:: YOUR GOAL ::
Repeat word for word the line with "of the traffic" and every line after it until the records below run out.

_ _ _

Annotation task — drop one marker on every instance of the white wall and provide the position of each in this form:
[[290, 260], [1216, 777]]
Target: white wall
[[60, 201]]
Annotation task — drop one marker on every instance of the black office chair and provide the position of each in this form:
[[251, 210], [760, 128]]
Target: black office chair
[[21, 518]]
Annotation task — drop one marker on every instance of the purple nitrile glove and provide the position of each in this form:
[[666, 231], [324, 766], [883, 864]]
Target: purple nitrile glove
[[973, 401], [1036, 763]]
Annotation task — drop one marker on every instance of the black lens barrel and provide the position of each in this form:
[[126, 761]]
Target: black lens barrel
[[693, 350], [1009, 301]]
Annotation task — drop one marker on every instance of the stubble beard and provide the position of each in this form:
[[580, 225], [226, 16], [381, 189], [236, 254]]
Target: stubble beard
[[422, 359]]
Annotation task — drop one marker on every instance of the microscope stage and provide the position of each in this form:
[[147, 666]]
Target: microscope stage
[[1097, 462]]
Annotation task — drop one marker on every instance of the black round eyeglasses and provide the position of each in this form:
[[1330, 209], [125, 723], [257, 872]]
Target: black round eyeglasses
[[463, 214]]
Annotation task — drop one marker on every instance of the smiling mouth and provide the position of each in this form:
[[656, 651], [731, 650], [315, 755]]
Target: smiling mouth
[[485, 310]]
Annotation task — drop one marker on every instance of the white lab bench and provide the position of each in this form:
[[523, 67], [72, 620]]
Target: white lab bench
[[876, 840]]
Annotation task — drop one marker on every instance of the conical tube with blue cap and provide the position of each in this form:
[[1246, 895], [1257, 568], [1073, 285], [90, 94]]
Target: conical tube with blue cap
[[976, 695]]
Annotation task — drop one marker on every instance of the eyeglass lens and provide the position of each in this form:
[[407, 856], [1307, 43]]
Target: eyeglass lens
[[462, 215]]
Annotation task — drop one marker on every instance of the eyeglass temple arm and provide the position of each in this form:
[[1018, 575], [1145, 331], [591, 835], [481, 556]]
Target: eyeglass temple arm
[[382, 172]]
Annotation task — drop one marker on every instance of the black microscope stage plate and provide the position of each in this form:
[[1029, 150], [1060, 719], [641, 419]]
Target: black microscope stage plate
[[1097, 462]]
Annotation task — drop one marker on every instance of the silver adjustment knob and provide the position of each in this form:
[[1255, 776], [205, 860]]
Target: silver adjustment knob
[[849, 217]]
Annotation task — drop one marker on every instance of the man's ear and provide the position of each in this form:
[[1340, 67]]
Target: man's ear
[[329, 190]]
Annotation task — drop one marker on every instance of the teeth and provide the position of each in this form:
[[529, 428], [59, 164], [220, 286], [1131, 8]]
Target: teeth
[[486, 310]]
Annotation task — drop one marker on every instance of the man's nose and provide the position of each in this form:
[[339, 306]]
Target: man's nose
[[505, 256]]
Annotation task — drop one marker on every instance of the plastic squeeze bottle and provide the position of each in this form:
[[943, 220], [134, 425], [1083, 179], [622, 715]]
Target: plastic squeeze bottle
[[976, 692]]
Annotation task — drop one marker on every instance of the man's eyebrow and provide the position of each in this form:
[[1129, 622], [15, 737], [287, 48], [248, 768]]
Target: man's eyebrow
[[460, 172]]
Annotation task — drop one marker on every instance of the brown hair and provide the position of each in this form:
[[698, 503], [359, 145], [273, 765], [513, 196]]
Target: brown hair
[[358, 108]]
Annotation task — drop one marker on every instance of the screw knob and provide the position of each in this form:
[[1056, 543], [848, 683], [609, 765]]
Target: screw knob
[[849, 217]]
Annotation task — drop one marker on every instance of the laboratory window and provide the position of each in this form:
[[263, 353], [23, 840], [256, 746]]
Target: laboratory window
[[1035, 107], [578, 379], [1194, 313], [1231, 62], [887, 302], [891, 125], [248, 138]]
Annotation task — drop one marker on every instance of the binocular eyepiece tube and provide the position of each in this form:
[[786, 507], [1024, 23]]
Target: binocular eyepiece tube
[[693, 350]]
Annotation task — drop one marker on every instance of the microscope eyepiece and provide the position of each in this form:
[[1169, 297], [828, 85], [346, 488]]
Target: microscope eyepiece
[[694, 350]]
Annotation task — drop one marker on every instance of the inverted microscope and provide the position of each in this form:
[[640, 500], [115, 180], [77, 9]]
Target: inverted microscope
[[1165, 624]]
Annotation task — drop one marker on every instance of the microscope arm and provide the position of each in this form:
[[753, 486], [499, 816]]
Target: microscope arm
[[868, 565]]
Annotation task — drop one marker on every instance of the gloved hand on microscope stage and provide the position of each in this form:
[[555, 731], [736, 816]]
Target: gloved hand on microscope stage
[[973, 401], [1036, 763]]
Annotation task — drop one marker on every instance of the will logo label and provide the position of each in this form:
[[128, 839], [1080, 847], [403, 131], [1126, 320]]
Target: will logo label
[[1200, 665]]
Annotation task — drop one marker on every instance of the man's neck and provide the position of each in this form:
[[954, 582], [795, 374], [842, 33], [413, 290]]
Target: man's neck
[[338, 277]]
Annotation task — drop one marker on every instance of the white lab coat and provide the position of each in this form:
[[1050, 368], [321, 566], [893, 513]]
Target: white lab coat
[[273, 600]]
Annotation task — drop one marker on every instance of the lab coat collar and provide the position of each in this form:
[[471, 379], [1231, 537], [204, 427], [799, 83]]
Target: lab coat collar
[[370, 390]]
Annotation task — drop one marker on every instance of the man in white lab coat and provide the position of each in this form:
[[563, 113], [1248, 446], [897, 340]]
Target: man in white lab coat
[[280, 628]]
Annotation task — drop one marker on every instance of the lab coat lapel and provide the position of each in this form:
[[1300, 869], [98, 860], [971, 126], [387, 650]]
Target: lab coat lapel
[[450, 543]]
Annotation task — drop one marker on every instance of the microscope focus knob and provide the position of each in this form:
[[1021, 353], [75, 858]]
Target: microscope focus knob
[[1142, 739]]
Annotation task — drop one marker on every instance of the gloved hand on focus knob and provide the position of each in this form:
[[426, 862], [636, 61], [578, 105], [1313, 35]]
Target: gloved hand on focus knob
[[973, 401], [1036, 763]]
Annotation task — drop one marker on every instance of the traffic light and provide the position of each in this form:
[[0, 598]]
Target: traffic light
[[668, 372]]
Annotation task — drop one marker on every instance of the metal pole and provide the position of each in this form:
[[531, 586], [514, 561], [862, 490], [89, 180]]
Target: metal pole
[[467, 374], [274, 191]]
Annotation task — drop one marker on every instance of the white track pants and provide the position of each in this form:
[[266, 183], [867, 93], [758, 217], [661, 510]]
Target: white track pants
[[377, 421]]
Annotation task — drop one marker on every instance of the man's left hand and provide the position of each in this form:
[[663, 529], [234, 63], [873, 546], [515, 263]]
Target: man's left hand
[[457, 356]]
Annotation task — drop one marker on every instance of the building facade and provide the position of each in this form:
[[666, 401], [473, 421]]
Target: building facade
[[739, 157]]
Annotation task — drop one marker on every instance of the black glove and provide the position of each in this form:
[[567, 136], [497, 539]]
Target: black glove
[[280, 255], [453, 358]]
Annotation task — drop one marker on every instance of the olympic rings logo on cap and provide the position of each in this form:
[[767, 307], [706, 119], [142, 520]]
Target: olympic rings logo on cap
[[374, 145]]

_ _ _

:: EXPECTED ANSWER ::
Annotation task — drop one marker on every instance of the traffic light and provide the position of each in this form:
[[0, 598]]
Target: traffic light
[[668, 372]]
Annotation task — drop one marker on every instance of the metal pole and provide the position of each in this form:
[[531, 586], [514, 561], [862, 490], [89, 180]]
Target: metal pole
[[467, 374], [274, 191]]
Annotation task — drop one marker on every instance of the white track pants and provide the position of each in this form:
[[266, 183], [867, 93], [758, 217], [661, 510]]
Target: white track pants
[[377, 421]]
Annotation task — drop one marker on every instance of the man's left hand and provide the position of each in this form:
[[663, 529], [234, 63], [873, 546], [515, 263]]
Target: man's left hand
[[457, 356]]
Annotation task — drop one marker on every instance of the building facade and provide the position of each in this form:
[[666, 401], [473, 421]]
Target: building facade
[[739, 157]]
Annotation task — drop one marker on every instance of the black glove and provide the position of each in this form:
[[567, 136], [497, 539]]
Target: black glove
[[280, 255], [453, 358]]
Annotation task — drop one marker on every instance of the olympic rings logo on cap and provide the position of each in this form:
[[767, 307], [706, 119], [142, 520]]
Target: olympic rings logo on cap
[[374, 145]]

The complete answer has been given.